- [What you should do]: Whether an entry is long or short, retype it exactly.

- [Given records]:
+--
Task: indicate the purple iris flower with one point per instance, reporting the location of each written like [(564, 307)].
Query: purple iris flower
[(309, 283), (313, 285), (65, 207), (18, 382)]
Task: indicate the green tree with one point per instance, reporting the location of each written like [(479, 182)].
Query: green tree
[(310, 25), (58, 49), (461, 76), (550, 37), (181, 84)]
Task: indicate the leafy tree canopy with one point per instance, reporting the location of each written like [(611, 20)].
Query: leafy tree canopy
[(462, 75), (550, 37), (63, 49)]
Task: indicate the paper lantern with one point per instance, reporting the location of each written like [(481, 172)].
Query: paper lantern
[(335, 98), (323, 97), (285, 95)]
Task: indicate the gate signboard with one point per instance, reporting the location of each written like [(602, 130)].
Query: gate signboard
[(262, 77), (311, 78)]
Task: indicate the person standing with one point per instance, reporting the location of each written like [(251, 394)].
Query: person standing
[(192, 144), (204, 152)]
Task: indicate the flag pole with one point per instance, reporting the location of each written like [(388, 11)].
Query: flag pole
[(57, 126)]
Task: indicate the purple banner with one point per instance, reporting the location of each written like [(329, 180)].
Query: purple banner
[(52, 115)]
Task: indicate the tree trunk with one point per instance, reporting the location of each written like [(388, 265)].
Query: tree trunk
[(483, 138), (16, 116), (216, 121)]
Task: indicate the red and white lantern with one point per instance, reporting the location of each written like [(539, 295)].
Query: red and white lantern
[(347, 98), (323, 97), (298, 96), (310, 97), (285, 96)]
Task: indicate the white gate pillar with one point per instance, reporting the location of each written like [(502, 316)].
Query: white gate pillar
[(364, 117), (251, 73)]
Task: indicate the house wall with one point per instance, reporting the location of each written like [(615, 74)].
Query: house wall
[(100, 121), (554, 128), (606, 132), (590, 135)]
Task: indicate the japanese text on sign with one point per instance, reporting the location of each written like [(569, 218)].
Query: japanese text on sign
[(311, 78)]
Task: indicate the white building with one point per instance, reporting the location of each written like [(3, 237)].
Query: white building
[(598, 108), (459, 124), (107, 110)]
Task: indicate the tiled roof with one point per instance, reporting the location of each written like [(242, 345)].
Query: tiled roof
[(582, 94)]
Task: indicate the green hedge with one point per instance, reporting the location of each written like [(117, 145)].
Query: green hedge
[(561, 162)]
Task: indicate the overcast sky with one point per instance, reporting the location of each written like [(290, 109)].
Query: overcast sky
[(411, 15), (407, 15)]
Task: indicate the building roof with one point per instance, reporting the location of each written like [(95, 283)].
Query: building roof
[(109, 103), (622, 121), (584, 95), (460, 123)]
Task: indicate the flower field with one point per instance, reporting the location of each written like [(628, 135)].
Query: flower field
+--
- [Written reply]:
Task: indicate the purple iris flower with one point per instance, reporting the location of each written like [(564, 307)].
Query: purple iris flower
[(309, 283), (313, 285), (65, 207), (18, 382)]
Task: indicate the green tree with one point per instance, reporting the location of each written like [(479, 182)].
Query: green tree
[(310, 25), (58, 49), (461, 76), (550, 37), (181, 84)]
Task: indicate the leafy tree canopy with one point per instance, reporting the location of each written like [(611, 20)].
Query: leafy tree canopy
[(462, 75), (550, 37), (63, 49)]
Task: indicate the paper lantern with one point per instance, reporting the location of each written like [(481, 172)].
Query: paper lantern
[(335, 98), (323, 97), (285, 95)]
Task: indicate the gate signboard with one point per instance, reporting the location of each written like [(602, 130)].
Query: gate signboard
[(262, 77), (311, 78)]
Task: indicate the person standing with one point per instance, reporting the location of each written like [(251, 394)].
Query: person standing
[(192, 144), (204, 152)]
Task: indicate the flag pole with one point per instance, reporting the location of each written like [(388, 11)].
Query: flag pole
[(57, 126)]
Task: indicate the purple banner with one point per instance, reporting the location of each written like [(329, 180)].
Query: purple banner
[(52, 115)]
Task: indicate the tree trunk with one point per instance, reporting the location of each written like [(388, 265)].
Query: tree trunk
[(483, 138), (16, 116), (216, 121)]
Task: indicate the red and white lantern with one point per instance, reporting the location of each written like [(539, 295)].
Query: red and white lantern
[(347, 98), (323, 97), (298, 96), (310, 97), (285, 96)]
Task: indicate the white gate pillar with one point per instance, reporting the location of each written like [(502, 316)].
Query: white gate pillar
[(364, 117), (251, 73)]
Task: indicate the house wall with one point per instance, reporting the location of each written like [(615, 74)].
Query: house wall
[(100, 121), (554, 128), (606, 132), (590, 135)]
Task: indicate the japanese text on sign with one point per instance, reporting the location of each written like [(569, 218)].
Query: japanese text on sign
[(311, 78)]
Task: indicate the white building with one point per instance, reporting the location of each written like [(3, 237)].
Query: white building
[(598, 108), (459, 124), (107, 110)]
Task: indicate the tiled roof with one point per instance, reporting the location of each written like [(242, 345)].
Query: tiled roof
[(582, 94)]
Task: indicate the green hedge with one point per instance, reporting the location of each written like [(117, 145)].
Query: green hedge
[(561, 162)]
Task: indicate the overcast sky with one point per instance, reporting the location of each written like [(290, 109)].
Query: overcast sky
[(411, 15), (407, 15)]
Task: indicate the building roof with one point per instance, reporting the location of each written like [(95, 283)].
Query: building roof
[(109, 103), (622, 121), (584, 95), (460, 123)]
Task: indicate the flower field with one point per instance, reporting the location of each written like [(628, 135)].
Query: flower field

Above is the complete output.